- [Entries from a pointing dataset]
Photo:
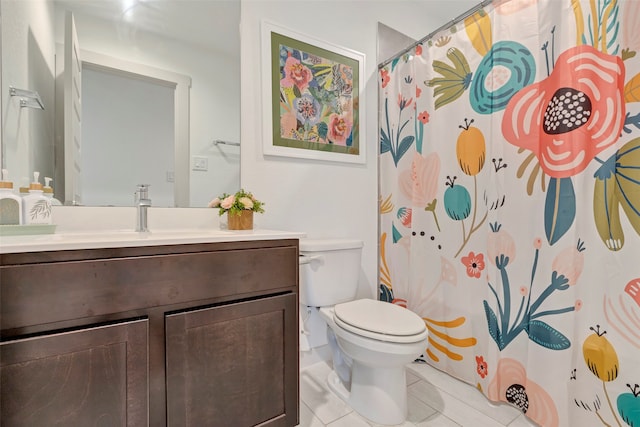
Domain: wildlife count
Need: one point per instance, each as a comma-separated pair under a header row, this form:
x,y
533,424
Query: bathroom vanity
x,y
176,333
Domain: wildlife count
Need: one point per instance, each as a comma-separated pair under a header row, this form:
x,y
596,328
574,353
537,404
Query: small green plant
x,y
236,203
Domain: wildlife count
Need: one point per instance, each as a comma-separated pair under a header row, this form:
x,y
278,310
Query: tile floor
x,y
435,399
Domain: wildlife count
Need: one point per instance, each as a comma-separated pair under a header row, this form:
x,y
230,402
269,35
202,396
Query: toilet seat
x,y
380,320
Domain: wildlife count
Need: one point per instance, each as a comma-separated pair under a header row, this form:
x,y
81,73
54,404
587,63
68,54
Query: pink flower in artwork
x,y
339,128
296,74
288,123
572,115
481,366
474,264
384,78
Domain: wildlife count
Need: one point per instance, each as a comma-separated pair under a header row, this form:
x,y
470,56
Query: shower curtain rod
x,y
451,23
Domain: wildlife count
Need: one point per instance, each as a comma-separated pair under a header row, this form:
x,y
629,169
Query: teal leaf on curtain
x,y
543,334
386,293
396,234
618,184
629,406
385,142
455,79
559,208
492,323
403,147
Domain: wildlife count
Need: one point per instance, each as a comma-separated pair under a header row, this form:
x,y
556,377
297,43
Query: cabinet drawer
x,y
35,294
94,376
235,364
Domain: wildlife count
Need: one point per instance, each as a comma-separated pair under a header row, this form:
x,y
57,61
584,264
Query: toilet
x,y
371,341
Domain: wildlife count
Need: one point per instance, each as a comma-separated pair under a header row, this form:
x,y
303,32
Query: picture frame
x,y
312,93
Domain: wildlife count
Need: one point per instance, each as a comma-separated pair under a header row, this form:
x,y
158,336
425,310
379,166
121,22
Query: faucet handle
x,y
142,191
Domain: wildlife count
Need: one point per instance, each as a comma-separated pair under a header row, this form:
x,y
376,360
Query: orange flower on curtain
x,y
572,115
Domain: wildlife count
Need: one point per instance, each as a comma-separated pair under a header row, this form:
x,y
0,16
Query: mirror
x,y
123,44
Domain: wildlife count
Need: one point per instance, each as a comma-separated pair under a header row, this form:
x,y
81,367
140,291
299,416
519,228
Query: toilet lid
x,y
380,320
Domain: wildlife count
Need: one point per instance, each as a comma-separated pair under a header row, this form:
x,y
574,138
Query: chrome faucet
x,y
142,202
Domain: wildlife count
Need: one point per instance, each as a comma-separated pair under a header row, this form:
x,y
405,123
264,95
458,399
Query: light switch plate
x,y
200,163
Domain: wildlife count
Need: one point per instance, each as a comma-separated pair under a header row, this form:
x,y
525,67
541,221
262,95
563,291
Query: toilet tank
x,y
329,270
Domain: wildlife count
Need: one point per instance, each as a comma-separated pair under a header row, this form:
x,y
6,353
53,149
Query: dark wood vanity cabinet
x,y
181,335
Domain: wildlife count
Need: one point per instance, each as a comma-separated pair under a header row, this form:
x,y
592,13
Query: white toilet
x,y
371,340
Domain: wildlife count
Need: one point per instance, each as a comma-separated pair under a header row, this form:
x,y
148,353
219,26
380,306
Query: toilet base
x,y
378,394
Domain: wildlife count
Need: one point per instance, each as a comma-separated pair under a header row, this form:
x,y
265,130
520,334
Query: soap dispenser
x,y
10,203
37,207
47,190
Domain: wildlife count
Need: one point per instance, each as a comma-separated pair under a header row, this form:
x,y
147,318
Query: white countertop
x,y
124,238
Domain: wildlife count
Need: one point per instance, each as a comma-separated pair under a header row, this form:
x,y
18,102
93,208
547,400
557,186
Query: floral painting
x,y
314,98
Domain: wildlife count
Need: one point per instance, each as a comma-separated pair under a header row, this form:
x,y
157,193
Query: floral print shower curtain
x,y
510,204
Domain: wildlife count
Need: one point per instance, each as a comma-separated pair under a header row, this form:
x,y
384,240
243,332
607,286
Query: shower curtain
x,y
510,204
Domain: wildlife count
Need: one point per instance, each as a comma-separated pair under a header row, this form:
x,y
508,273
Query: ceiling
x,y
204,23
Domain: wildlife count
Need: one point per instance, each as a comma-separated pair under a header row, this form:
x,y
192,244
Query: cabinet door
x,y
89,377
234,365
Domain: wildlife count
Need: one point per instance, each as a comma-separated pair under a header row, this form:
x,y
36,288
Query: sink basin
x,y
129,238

* * *

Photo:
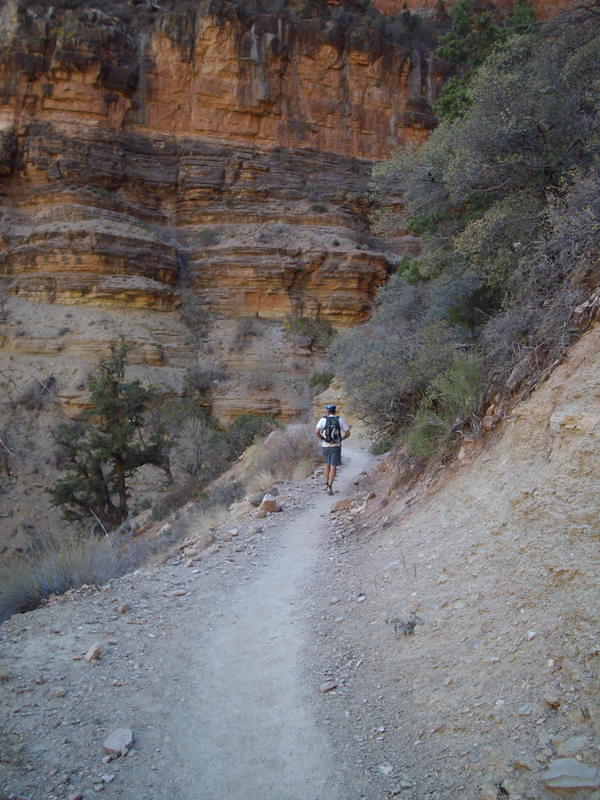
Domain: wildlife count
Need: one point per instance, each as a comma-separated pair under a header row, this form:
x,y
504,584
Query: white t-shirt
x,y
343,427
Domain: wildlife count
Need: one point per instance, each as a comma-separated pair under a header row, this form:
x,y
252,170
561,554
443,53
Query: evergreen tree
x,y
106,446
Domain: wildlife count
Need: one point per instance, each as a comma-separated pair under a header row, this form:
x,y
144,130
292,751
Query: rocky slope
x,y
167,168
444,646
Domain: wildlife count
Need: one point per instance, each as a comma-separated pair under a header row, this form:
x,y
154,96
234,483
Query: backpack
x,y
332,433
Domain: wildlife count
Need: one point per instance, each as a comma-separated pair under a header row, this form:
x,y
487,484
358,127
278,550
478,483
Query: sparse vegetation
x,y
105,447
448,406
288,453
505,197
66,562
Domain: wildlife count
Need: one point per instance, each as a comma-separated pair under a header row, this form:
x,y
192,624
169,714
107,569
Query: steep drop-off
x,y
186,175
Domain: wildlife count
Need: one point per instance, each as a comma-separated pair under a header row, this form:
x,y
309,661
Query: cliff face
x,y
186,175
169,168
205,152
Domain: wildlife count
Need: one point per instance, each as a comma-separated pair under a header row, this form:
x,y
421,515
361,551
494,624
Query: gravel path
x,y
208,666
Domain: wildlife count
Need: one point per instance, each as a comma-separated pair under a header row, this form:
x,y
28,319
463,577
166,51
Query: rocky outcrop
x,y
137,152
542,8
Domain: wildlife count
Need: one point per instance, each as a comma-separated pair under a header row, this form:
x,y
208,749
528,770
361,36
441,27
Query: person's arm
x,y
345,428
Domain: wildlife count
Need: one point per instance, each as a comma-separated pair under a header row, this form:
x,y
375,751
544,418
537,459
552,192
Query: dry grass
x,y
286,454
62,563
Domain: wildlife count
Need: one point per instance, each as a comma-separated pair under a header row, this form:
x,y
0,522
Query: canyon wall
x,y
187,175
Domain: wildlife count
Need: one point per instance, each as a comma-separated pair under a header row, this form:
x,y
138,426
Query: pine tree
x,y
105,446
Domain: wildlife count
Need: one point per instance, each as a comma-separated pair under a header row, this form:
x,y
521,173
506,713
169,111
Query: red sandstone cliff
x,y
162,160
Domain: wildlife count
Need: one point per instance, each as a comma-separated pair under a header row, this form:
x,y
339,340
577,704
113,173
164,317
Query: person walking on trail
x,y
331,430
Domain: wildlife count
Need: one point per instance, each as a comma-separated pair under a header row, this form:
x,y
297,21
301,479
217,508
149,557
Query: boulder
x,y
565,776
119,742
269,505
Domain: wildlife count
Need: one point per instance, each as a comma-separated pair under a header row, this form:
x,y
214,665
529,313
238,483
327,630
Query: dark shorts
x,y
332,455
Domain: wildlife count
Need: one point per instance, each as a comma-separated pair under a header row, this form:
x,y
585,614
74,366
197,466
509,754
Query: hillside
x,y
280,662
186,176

- [Set task]
Pull out each line of the data containing the word "curtain".

- [Task solution]
Query: shower curtain rod
Query: teal leaf on curtain
Query: orange flower on curtain
Query: floral print shower curtain
Query: shower curtain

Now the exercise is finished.